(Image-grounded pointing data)
——————————
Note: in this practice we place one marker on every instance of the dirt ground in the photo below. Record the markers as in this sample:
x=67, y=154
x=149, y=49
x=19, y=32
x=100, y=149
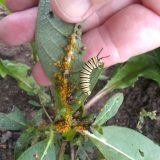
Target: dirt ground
x=145, y=94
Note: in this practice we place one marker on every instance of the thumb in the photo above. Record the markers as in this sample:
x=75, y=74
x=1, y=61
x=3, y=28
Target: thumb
x=75, y=10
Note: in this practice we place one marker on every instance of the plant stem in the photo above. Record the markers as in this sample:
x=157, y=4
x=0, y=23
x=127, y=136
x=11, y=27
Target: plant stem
x=72, y=151
x=62, y=150
x=45, y=111
x=96, y=98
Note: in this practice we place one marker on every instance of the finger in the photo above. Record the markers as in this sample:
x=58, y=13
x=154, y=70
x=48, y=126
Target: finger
x=98, y=17
x=19, y=27
x=20, y=5
x=40, y=76
x=153, y=5
x=75, y=11
x=132, y=31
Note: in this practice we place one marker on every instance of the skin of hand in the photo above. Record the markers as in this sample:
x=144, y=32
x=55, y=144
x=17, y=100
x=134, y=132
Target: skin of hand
x=123, y=28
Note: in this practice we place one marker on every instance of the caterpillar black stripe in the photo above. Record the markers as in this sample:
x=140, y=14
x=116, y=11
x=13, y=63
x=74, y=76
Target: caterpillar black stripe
x=85, y=73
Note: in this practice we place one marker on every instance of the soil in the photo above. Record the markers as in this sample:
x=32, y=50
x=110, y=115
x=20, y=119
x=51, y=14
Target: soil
x=145, y=94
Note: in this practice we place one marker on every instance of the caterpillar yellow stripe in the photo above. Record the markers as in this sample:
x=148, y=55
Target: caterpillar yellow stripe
x=85, y=73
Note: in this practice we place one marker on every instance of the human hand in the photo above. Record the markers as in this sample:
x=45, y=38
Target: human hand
x=123, y=28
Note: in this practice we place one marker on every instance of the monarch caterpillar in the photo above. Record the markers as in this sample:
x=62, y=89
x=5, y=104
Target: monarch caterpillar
x=86, y=71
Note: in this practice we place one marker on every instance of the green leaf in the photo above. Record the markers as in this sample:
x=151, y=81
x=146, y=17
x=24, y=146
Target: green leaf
x=37, y=119
x=110, y=109
x=12, y=121
x=44, y=150
x=127, y=74
x=23, y=142
x=19, y=71
x=52, y=36
x=119, y=143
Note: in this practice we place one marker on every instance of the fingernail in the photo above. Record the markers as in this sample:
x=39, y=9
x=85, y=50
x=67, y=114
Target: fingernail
x=71, y=10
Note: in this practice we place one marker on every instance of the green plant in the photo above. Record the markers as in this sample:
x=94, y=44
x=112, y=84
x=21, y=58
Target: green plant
x=144, y=114
x=60, y=52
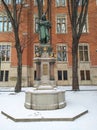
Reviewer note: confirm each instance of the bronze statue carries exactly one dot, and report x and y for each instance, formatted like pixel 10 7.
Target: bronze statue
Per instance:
pixel 43 29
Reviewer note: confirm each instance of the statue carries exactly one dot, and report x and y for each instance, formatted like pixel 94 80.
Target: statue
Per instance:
pixel 43 29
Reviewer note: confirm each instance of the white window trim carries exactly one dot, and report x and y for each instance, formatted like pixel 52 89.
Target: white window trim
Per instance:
pixel 64 16
pixel 85 44
pixel 66 53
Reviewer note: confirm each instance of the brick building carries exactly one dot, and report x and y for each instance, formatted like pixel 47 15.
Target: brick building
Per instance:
pixel 61 41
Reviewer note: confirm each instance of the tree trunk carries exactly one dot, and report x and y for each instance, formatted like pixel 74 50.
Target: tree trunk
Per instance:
pixel 19 71
pixel 75 79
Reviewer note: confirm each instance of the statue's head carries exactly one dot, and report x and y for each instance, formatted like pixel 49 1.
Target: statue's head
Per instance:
pixel 43 17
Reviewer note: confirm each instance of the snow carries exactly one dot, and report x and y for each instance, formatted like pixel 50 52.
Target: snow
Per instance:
pixel 86 97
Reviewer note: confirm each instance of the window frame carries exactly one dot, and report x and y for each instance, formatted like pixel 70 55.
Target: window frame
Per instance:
pixel 60 17
pixel 5 52
pixel 84 53
pixel 59 51
pixel 60 76
pixel 4 20
pixel 60 4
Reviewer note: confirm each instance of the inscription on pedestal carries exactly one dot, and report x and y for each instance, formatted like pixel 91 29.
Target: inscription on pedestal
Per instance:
pixel 45 69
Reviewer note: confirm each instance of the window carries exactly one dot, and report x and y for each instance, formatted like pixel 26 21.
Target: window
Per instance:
pixel 5 52
pixel 35 2
pixel 61 53
pixel 83 53
pixel 36 24
pixel 36 51
pixel 4 75
pixel 62 75
pixel 60 3
pixel 80 2
pixel 5 24
pixel 61 24
pixel 35 75
pixel 59 75
pixel 85 27
pixel 85 74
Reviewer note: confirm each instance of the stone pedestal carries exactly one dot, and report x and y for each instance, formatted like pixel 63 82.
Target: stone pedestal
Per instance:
pixel 45 95
pixel 45 99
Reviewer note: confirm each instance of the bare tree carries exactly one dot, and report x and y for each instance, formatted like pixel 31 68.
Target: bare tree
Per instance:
pixel 77 15
pixel 14 13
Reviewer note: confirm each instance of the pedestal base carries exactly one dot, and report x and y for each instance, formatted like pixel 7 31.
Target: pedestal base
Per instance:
pixel 45 99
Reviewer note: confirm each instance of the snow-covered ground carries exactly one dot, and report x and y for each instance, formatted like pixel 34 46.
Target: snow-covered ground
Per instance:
pixel 86 97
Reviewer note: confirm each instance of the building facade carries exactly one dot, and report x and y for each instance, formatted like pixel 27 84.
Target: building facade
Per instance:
pixel 61 42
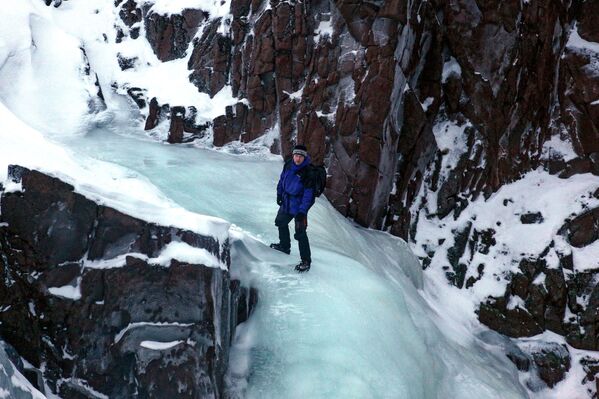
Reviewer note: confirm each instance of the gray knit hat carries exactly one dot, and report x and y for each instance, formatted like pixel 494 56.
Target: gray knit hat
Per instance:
pixel 300 150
——————————
* **What to work on**: Return every record exactly, without the pictures.

* **Answer to the exercise**:
Note: in this practice we place one marker on every instance of the dirt ground in the photo below. Record the markers as in this sample:
x=67, y=154
x=149, y=49
x=19, y=32
x=100, y=149
Target: dirt ground
x=145, y=94
Note: in this practice we place one marker on every instance of the thumb in the photo above. Record the markers as in this sample:
x=75, y=74
x=1, y=61
x=3, y=28
Target: thumb
x=75, y=10
Note: in this practice we place one marker on every instance of the plant stem in the photo above. Record the markers as in this sample:
x=157, y=4
x=0, y=23
x=127, y=136
x=11, y=27
Target: plant stem
x=72, y=151
x=62, y=150
x=45, y=111
x=96, y=98
Note: in this practice we place one marker on every instance of the finger in the photo above. Record the markers as in this sample:
x=58, y=13
x=154, y=70
x=48, y=126
Target: finger
x=98, y=17
x=19, y=27
x=20, y=5
x=40, y=76
x=153, y=5
x=75, y=11
x=132, y=31
Note: in this practice we place one marker on every instance of the skin of hand in the photo above. Record the markers as in this sample:
x=144, y=32
x=55, y=144
x=17, y=100
x=134, y=132
Target: skin of hand
x=123, y=28
Note: in this practice we place one marker on every instance of the caterpillar black stripe in the photo above. Record the markers as in this sample:
x=140, y=14
x=116, y=11
x=13, y=63
x=74, y=76
Target: caterpillar black stripe
x=85, y=73
Note: in this practice we place one marker on every instance of the soil in the photo above. Record the markers as in this sample:
x=32, y=50
x=110, y=115
x=20, y=119
x=51, y=14
Target: soil
x=145, y=94
Note: in this practice we place one marker on every instance of the caterpillar yellow stripe in the photo above. Record the markers as in this sample:
x=148, y=55
Target: caterpillar yellow stripe
x=85, y=73
Note: in this practice we place one marker on every instance of the human hand in the photo above. Record the markers as in this sample:
x=45, y=38
Target: human hand
x=123, y=28
Note: in this practice we place one marker on every instance of the monarch caterpillar in the photo above. Record the markers as in this sample:
x=62, y=89
x=5, y=104
Target: monarch caterpillar
x=86, y=71
Note: in this practice we place one marker on every instance of the green leaf in the photo above. Record the markers as in this sample:
x=151, y=81
x=146, y=17
x=24, y=146
Target: green leaf
x=37, y=119
x=110, y=109
x=12, y=121
x=44, y=150
x=127, y=74
x=23, y=142
x=19, y=71
x=52, y=36
x=119, y=143
Note: in this practice we place one marker on every instance of the fingernail in the photo above. Record the markers as in this sample:
x=39, y=9
x=85, y=50
x=67, y=114
Target: fingernail
x=71, y=10
Note: in this practice we place one marker on every instance of the green plant in the photo above. Record the markers as in this sample:
x=94, y=44
x=112, y=84
x=21, y=58
Target: green plant
x=144, y=114
x=60, y=52
Reviewer note: confirm each instance of the bronze statue carries exactly one dot, and report x and y for each instance, formatted like pixel 10 7.
Target: bronze statue
Per instance:
pixel 43 29
Reviewer note: confirm each instance of the statue carries exactly one dot, and report x and y for each instance, formatted like pixel 94 80.
Target: statue
Per instance:
pixel 43 29
Reviewer note: confirm each instance of the white window trim carries exactly one dot, and report x and y for each instance, formatted like pixel 52 89.
Target: white window trim
Per instance:
pixel 64 16
pixel 85 44
pixel 66 53
Reviewer note: confirm each instance of the brick building carries exactly one dot, and report x and y for each instance, formatted like pixel 47 15.
Target: brick building
Per instance:
pixel 61 41
Reviewer note: confirm each instance of the tree trunk carries exactly one dot, and report x and y for each instance, formatted like pixel 74 50.
Target: tree trunk
Per instance:
pixel 19 71
pixel 75 79
Reviewer note: confirm each instance of the statue's head carries exactly one dot, and report x and y for each instance, formatted like pixel 49 1.
Target: statue's head
Per instance:
pixel 43 17
Reviewer note: confirm each instance of the snow carries exactly one dot, and report x and y for each instance, formatted like pixel 50 52.
Target: snow
Per instance:
pixel 86 97
Reviewer note: confirm each instance of the window frame carries exactly one dot, and report x and y for each instance, formatted like pixel 70 55.
Target: window frame
Per instance:
pixel 60 17
pixel 5 52
pixel 84 53
pixel 59 51
pixel 60 76
pixel 4 20
pixel 60 4
Reviewer note: confirm each instance of the inscription on pedestal carries exactly one dot, and report x and y for each instance, formatted like pixel 91 29.
Target: inscription on pedestal
Per instance:
pixel 45 69
Reviewer note: confirm each instance of the window carries exactly one dot, and report x and y for each instance, formatted like pixel 26 21.
Target: window
Per instance:
pixel 5 52
pixel 35 2
pixel 61 53
pixel 83 53
pixel 36 24
pixel 36 51
pixel 4 75
pixel 62 75
pixel 60 3
pixel 80 2
pixel 5 24
pixel 61 24
pixel 35 75
pixel 59 75
pixel 85 27
pixel 85 74
Reviewer note: confirm each instance of the stone pedestal carries exactly one dot, and report x and y for each instance, formatted like pixel 63 82.
Target: stone pedestal
Per instance:
pixel 45 95
pixel 45 99
Reviewer note: confirm each instance of the bare tree carries exactly one dot, and report x and y for each instance, formatted like pixel 31 68.
Target: bare tree
Per instance:
pixel 77 15
pixel 14 13
Reviewer note: confirm each instance of the pedestal base carries exactly one dot, and report x and y for each instance, formatted like pixel 7 31.
Target: pedestal base
Per instance:
pixel 45 99
Reviewer note: confirm each instance of the snow-covered ground carries exactly one dot, and report x and y for each instance, formatted like pixel 34 46.
Target: snow-covered ground
Per instance:
pixel 86 97
Reviewer note: confirm each instance of the building facade carries exactly one dot, and report x and y for each instance, formatted like pixel 27 84.
Target: building facade
Per instance:
pixel 61 42
Reviewer note: confirm each instance of the gray knit hat carries exactly one dot, and report x and y for each instance, formatted like pixel 494 56.
Target: gray knit hat
Per instance:
pixel 300 150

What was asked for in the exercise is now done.